● Task brief: Gather all lines in the data that hold the string "building".

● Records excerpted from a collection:
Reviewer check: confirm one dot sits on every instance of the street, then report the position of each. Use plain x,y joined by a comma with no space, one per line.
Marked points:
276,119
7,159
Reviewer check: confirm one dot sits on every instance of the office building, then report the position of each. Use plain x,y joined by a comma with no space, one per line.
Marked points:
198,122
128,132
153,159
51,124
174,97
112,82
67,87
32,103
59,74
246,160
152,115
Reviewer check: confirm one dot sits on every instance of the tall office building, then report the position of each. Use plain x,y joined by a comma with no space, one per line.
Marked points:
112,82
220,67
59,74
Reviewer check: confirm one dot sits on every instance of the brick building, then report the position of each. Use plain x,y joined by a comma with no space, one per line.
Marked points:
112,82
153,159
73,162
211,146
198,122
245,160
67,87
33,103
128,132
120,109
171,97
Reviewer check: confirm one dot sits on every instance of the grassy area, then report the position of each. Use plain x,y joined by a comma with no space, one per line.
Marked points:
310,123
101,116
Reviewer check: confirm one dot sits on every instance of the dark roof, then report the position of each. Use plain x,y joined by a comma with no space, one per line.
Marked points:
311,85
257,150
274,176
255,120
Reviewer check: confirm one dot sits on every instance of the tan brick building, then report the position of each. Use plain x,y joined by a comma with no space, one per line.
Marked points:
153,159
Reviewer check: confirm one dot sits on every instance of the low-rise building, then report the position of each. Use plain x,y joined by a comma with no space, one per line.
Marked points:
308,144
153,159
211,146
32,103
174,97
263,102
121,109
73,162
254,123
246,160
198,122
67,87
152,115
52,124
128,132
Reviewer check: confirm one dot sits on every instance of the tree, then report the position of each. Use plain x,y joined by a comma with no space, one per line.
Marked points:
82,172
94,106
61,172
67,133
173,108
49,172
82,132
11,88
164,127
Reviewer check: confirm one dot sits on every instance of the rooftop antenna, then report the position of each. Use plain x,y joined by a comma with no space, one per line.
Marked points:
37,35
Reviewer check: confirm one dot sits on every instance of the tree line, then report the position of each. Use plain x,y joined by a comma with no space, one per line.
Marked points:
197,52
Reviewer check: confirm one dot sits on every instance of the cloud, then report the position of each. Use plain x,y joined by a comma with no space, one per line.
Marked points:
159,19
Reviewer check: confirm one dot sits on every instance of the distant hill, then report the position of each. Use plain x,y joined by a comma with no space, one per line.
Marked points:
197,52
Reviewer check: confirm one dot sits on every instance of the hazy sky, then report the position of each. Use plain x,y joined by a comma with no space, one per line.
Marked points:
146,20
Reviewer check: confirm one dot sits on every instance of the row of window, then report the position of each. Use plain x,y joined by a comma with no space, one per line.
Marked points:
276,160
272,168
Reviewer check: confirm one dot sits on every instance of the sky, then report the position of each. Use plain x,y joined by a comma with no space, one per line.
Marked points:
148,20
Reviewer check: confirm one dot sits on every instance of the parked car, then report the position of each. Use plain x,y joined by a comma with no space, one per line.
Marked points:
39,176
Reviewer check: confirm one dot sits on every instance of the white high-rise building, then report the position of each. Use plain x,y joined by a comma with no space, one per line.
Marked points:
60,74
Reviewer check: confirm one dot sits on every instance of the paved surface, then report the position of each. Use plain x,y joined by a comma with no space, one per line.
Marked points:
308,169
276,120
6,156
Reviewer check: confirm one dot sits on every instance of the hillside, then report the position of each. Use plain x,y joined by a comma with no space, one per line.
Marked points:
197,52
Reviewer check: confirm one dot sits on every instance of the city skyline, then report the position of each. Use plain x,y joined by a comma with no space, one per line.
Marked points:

● Solution to this problem:
Reviewer check: confirm one dot sits on every instance of the office building, then report the position of each. Use plain x,y joined by a comma with no space, one per line.
Reviewer check: confirm one dot sits on every instance of the tall office building, then report the position of each. Use plain x,y joined by a comma with no space, one per line.
Reviewer check: confirm one dot sits on every instance of the brick building, then report the position of each. Use plain x,y joined by a comma with no space, one per line.
Reviewer check: confirm one dot sits on every instance of the tan brick building, then report the position of each. Use plain x,y joined by a comma with no space, one per line.
Reviewer check: confirm one dot sits on every instance of the low-rise building, then report the position of each. Use plain x,y joined by a comma with no space, one per line.
Reviewer check: confirm one dot sits on every instance of the white high-rise building, then report the position of each. Use plain x,y joined by a comma with no space, one per line.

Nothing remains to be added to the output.